### Your instructions
Update the passage of the 50/50 review that begins with "It’s not a light" and ends with "that often anymore.", putting "touching" in place of "moving".

### Page text
It Takes a Pair to Beat the Odds – 50/50 Review


To us CityGirls, October has always been known as Rocktober, full of fall concerts and Ashley’s rockin’ birthday. But more importantly, October is Breast Cancer Awareness month and there are tons of events all through the city in support of Breast Cancer research, including the CIBC’s Run for the Cure (which took place this past Sunday), The Booby Ball (October 14) and Eat to the Beat (October 18).

Though not exactly breast cancer related, this past weekend was also the opening weekend for the movie 50/50, starring Joseph Gordon-Levitt as 27-year-old Adam who is diagnosed with a rare form of spinal cancer. With the help of his best friend (Seth Rogen), his mother (Angelica Houston), and a young therapist at the cancer center (Anna Kendrick), Adam learns what and who the most important things in his life are.

Almost everyone has known someone affected by this disease in one way or another and knows how trying, frustrating and scary the entire process can be. They don’t sugar coat it in the film, it’s not a pretty sight, but it does a good job of exploring how each character tries to come to terms with the situation and how each person deals with it in their own way. Seeing it play out on screen, while emotional, can also be somewhat therapeutic and in a way, acts as a subtle reminder to the viewer to pay attention to those things most important in their life as well.

Gordon-Levitt is the new it guy these days. He’s been in big blockbuster movies (Inception, The Dark Knight Rises), more indie films (Brick, 500 Days of Summer) and he’s created his own hipster collaborative production company online and still manages to throw himself 100% into everything he does. His performance in the movies speaks for itself, the raw emotion during some of the more intense scenes seems to come from somewhere deep down and watching him break on screen is enough to make your heart break for him or break for anyone you know who has been in his position.

The biggest concern going into the movie was Rogen. We’ve said it time and time again, we just cannot see past Seth Rogen in any role he plays. It’s always the same character, the same kind of jokes, the same approach to roles. It was concerning to see how that stereotypical character would play into this story, but by the end of the film you have a hard time imagining anyone else in that role. In fact, Rogen is exactly the kind of person anyone should want by their side while dealing with something like this. Not only was he severely loyal and supportive, his inappropriate humour is the kind of distraction you need to lighten the mood and keep things in balance.

** Just a little spoiler warning for those of you who want to avoid knowing how the movie plays out**

The film was written by Will Reiser and is based on Reiser’s own battle with cancer in his early 20’s. Close friend Rogen helped him cope with his disease and later convinced him to write the screenplay. The character Rogen plays in the movie is based on his own role in Reiser’s life and many scenes in the movie are based on actual events, including the scene where Rogen applies medicine and jokingly plays around with Adam’s back wound. This personal aspect to the film is what makes it worth seeing. Not to mention, creates a whole new level of respect for Rogen.

** End Spoiler **

It’s not a light hearted movie, but it is laced with laugh out loud and uplifting moments which makes for a pretty well rounded, moving film – something you don’t really find all that often anymore.

(Image-grounded pointing data)
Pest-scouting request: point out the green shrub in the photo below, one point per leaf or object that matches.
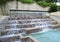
(42, 3)
(53, 8)
(27, 1)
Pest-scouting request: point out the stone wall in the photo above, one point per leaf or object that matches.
(21, 6)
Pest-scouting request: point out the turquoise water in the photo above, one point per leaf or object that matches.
(50, 36)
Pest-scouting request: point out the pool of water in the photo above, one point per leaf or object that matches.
(50, 36)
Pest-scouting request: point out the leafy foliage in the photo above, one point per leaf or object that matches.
(53, 8)
(27, 1)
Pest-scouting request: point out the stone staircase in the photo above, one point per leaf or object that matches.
(17, 25)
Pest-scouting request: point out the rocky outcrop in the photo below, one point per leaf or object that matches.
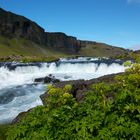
(47, 79)
(63, 43)
(12, 25)
(16, 26)
(79, 87)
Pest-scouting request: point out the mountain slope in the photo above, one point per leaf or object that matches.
(21, 36)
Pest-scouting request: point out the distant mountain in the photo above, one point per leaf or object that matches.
(21, 36)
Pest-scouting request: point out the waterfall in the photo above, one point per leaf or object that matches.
(18, 92)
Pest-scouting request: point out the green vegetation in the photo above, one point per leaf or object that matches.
(19, 49)
(100, 50)
(108, 112)
(3, 130)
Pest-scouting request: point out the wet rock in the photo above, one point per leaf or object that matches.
(47, 79)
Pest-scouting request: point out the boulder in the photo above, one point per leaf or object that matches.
(47, 79)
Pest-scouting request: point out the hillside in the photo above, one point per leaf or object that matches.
(21, 36)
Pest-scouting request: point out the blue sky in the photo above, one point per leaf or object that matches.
(116, 22)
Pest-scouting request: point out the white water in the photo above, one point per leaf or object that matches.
(22, 76)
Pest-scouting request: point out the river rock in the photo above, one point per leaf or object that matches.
(47, 79)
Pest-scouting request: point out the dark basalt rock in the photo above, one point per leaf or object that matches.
(79, 87)
(12, 25)
(47, 79)
(21, 116)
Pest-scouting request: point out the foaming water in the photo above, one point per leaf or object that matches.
(18, 92)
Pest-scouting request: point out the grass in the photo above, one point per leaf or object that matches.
(3, 130)
(27, 49)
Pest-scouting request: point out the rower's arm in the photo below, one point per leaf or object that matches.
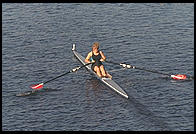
(103, 58)
(88, 57)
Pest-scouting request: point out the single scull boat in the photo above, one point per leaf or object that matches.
(108, 81)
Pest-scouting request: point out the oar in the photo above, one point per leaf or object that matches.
(39, 86)
(176, 77)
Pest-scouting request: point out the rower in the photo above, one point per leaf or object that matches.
(97, 57)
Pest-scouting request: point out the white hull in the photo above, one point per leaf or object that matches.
(108, 81)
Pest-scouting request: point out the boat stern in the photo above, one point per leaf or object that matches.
(73, 47)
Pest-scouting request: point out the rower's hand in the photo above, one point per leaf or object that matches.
(102, 60)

### Finished task
It’s not a light hearted movie, but it is laced with laugh out loud and uplifting moments which makes for a pretty well rounded, touching film – something you don’t really find all that often anymore.